* [Extracted text]:
____________________
PyConDE & PyData Berlin 2024

Using ML to find out the "Why"? A Tutorial in Causal Machine Learning
2024-04-23 , A03-A04

Machine learning is mostly used for predicting outcome variables. But in many cases, we are interested in causal questions: Why do customers churn? What is the effect of a price change on sales? How can we optimize personalized marketing campaigns or medical treatments?

This tutorial introduces participants to the field of Causal Machine Learning (Causal ML). We will start with a basic motivation of causal analysis and share insights on how to recognize causal questions in data science. We will dive into the basics of Causal ML: Why can't we simply use of-the-shelf ML methods to answer causal questions? The tutorial will focus on the Double Machine Learning approach and demonstrate the use of Causal ML with the Python library DoubleML (Bach et al., 2022). The general introduction will be complemented by hands-on data examples and interactive discussion and Q&A sessions. The tutorial is a great starting point for participants to discover Causality/Causal ML and start their own causal data science projects.

References

Bach, P., Chernozhukov, V., Kurz, M. S., and Spindler, M. (2022), DoubleML - An Object-Oriented Implementation of Double Machine Learning in Python, Journal of Machine Learning Research, 23(53): 1-6, https://www.jmlr.org/papers/v23/21-0862.html


The tutorial will be organized in three blocks.

1) Introduction and motivation

We will point out why Causality matters in data science. Many problems managers and data scientists are facing are causal. When organizations and companies want to optimize their marketing campaigns, their financial planning, pricing scheme they usually run into causal considerations: How much do my sales decrease if we increase the price by X%? How can I send out email newsletters to those who like them and avoid to annoy other subscribers?

Causal Inference and Causal ML offer powerful tools that help to formalize and model things that are usually discussed only on an intuitive basis: Are the people who opened my newsletters really comparable to those who haven't? Can I just compare the convergence rates of these groups when I want to evaluate the newsletters's effectiveness?

2) Introduction to Causal Machine Learning with DoubleML

Causal Machine Learning offers tools to estimate causal relationships with SOTA ML algorithms. We will offer an introduction to the Double Machine Learning approach (Chernozhukov et al., 2018). This introduction will be aligned with several data examples and code demonstrations using the Python package DoubleML, https://docs.doubleml.org/stable/index.html . DoubleML is an open source package that offers various tools to estimate causal effects, for example for estimation of heterogeneous treatment effects (like in personalized marketing or personalized medicine).
____________________
* [Task instructions]:
Continue the Causal Machine Learning tutorial description from the end of its second block.
____________________
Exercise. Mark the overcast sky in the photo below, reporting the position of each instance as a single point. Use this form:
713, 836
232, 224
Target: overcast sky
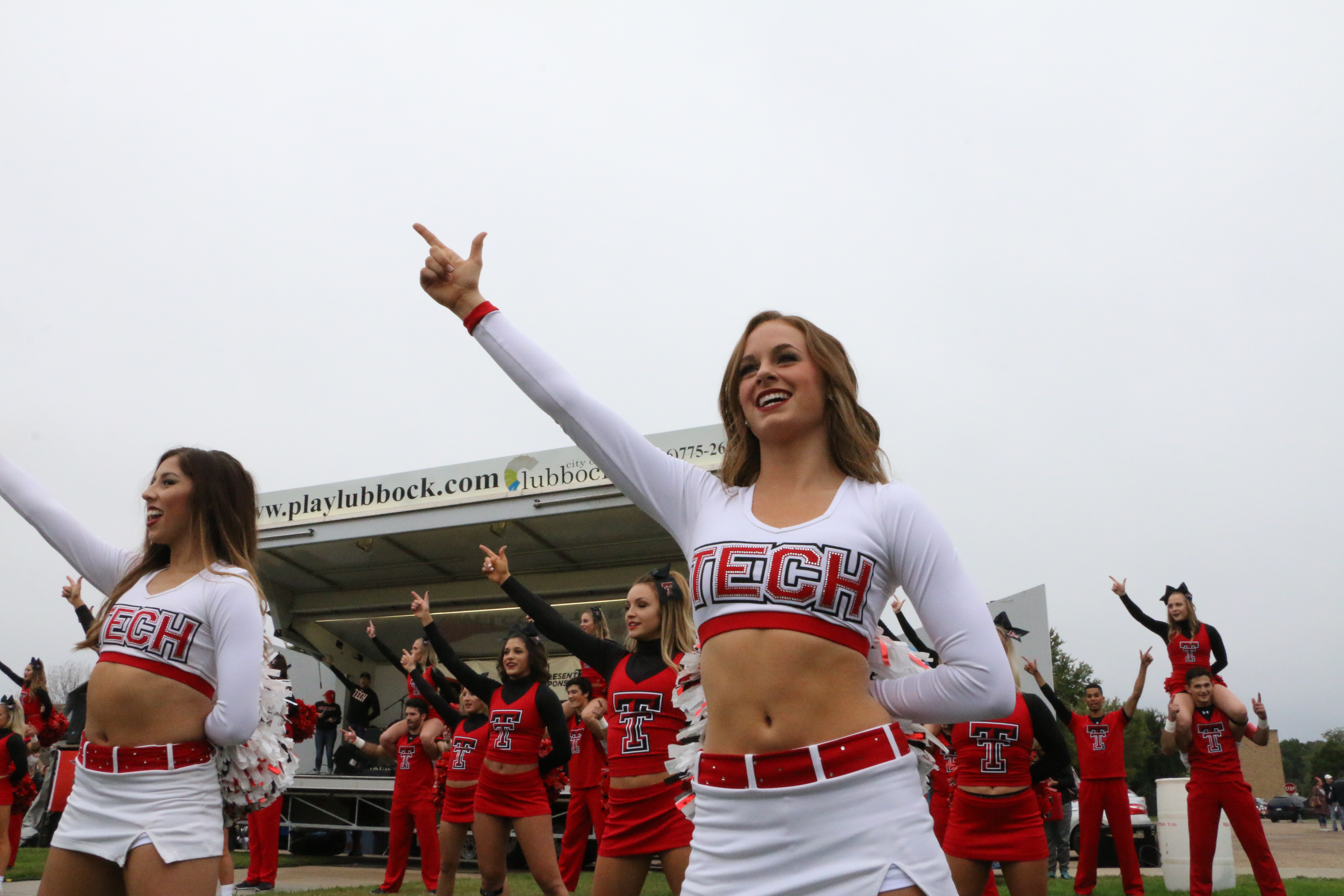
1087, 260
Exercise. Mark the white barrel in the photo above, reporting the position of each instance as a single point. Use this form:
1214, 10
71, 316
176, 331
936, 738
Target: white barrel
1174, 839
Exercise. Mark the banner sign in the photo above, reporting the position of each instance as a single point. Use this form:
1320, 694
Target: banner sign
541, 473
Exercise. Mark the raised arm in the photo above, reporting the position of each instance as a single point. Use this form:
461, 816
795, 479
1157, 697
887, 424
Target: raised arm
660, 486
1216, 647
95, 559
553, 716
1146, 659
443, 707
1062, 711
1143, 618
600, 653
482, 686
1054, 750
972, 679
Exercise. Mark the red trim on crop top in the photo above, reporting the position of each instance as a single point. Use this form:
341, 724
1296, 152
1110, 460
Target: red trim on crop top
160, 670
478, 316
791, 621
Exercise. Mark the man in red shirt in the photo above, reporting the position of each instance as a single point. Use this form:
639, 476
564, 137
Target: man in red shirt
588, 762
413, 800
1217, 785
1101, 759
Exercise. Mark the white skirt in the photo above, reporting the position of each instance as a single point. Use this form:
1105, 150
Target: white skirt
179, 812
835, 838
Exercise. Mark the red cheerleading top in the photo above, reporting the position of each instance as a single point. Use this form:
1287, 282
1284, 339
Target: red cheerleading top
588, 759
1101, 745
415, 772
1213, 752
517, 729
467, 752
646, 722
998, 753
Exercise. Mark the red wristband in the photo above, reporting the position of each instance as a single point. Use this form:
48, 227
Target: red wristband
478, 316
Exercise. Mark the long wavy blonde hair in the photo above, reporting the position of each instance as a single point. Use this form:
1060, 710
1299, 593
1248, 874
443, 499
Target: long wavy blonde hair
854, 433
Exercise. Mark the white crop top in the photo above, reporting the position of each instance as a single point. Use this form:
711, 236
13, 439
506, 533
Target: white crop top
206, 633
828, 577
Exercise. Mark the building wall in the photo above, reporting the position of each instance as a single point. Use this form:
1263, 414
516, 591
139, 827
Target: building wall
1264, 766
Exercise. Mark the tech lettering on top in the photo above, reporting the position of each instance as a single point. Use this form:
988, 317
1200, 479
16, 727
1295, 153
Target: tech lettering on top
826, 579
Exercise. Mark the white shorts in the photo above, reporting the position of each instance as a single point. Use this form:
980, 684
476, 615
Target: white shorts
109, 813
858, 835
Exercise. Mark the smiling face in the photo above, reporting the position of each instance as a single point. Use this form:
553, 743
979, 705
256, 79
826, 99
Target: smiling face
643, 616
168, 504
1202, 691
515, 659
781, 390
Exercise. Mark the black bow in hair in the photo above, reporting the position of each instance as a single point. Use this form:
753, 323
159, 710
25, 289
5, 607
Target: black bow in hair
1179, 589
666, 585
1002, 621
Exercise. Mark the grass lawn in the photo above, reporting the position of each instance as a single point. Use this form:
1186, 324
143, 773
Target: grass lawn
29, 867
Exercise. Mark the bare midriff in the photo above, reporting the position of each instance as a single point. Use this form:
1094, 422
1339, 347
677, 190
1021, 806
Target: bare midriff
130, 707
994, 792
772, 690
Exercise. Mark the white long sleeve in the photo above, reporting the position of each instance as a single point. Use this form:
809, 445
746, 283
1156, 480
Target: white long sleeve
663, 487
99, 562
974, 679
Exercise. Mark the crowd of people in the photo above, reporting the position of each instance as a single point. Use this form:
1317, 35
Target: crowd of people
761, 676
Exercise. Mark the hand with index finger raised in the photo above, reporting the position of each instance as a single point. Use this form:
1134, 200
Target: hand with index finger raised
451, 280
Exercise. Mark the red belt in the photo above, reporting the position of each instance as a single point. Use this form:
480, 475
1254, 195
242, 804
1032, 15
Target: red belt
156, 758
806, 765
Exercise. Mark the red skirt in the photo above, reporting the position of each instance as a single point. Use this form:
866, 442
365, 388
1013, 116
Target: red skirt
1176, 684
459, 805
511, 796
996, 829
642, 821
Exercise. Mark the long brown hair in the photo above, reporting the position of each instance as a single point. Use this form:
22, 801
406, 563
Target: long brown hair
854, 433
675, 623
224, 518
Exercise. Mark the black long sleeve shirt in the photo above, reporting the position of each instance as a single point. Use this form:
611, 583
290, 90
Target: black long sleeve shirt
600, 653
547, 704
1162, 630
1054, 749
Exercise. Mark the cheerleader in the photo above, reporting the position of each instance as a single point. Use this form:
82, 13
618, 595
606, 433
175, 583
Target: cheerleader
802, 788
464, 754
995, 813
181, 641
595, 624
510, 792
1190, 644
14, 766
643, 819
433, 727
33, 695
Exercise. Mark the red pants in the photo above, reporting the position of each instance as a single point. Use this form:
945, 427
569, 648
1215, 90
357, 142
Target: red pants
587, 813
1204, 800
1112, 797
405, 820
264, 843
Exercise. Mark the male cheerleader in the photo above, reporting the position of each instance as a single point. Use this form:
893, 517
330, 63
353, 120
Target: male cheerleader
1101, 758
413, 798
588, 762
1217, 784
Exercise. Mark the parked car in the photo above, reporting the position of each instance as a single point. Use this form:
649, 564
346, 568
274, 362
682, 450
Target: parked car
1291, 808
1146, 836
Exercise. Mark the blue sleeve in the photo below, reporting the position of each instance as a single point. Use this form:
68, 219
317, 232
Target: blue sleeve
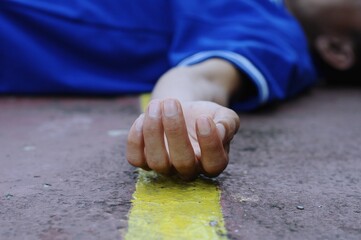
258, 37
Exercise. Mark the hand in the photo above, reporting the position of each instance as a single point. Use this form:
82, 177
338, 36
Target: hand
187, 139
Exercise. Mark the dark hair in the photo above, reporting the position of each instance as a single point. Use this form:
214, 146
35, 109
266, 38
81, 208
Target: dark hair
334, 76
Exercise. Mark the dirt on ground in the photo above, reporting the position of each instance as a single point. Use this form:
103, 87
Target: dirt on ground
294, 169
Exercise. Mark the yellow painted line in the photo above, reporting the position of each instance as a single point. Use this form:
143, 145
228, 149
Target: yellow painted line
168, 208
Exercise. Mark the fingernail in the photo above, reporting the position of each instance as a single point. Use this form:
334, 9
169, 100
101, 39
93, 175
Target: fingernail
204, 127
170, 108
139, 123
221, 130
154, 109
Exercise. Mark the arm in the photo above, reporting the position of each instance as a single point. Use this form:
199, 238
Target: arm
197, 125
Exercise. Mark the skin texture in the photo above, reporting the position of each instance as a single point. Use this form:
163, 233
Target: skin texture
187, 128
186, 132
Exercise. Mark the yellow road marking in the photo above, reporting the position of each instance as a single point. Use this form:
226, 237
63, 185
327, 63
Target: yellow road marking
168, 208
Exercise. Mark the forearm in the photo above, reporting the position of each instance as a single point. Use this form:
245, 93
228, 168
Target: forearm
213, 80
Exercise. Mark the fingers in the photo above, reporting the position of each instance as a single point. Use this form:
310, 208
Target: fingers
180, 148
214, 159
155, 151
227, 122
135, 145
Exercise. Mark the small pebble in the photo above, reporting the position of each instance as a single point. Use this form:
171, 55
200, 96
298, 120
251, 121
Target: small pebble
8, 196
213, 223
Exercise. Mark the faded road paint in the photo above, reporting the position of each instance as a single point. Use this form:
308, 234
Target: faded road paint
169, 208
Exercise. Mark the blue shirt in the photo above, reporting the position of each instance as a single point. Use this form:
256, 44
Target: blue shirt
118, 47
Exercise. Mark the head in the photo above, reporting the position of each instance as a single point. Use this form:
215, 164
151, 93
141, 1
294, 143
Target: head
333, 28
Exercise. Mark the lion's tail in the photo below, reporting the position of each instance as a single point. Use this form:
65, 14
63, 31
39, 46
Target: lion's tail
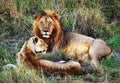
117, 53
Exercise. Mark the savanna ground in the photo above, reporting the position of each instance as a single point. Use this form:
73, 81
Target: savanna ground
____________________
* [Task output]:
3) Hands-on Session: Data Example

The tutorial featues a data projects that participants can solve on their own. With the hands-on session participants already get started on their own Causality learning journey :) Participants are invited to apply DoubleML to their own data example and play around with the package features. The hands-on session will follow the structure of the DoubleML workflow, which guides analysts through the process of causal inference with DoubleML, https://docs.doubleml.org/stable/workflow/workflow.html.

4) Discussion and Q&A

The tutorial conlcudes with a discussion and Q&A session. We are looking forward to participants' comments and ideas. We appreciate fedback of the Python community on the DoubleML package :)


Expected audience expertise: Domain:

Novice

Expected audience expertise: Python:

Intermediate

Public link to supporting material, e.g. videos, Github, etc.:

Slides: https://trainings.doubleml.org/trainings_materials/2024_pycon/index.html ; DoubleML Documentation: https://docs.doubleml.org/stable/index.html

Abstract as a tweet (X) or toot (Mastodon):

Tutorial on Causal Machine Learning by the developers of the DoubleML package for Python. Learn how to address "Why?" questions with ML! https://docs.doubleml.org/stable/index.html #Causality #CausalML #DoubleML #CausalInference

I am a PhD candidate at the University of Hamburg, passionately researching within the field of Causal Machine Learning. As part of my research activities, I am also a contributing developer to DoubleML, which is a toolbox for causal predictions with ML.

My name is Jan and I work as a research associate at the University of Hamburg, where I am studying for my PhD in statistics and data science. I have a master's degree in industrial engineering and together with my experience from industry, I have a strong application-oriented background.
I have contributed to the DoubleML package for Python and my research focuses on Causal ML for unstructured data such as text and images.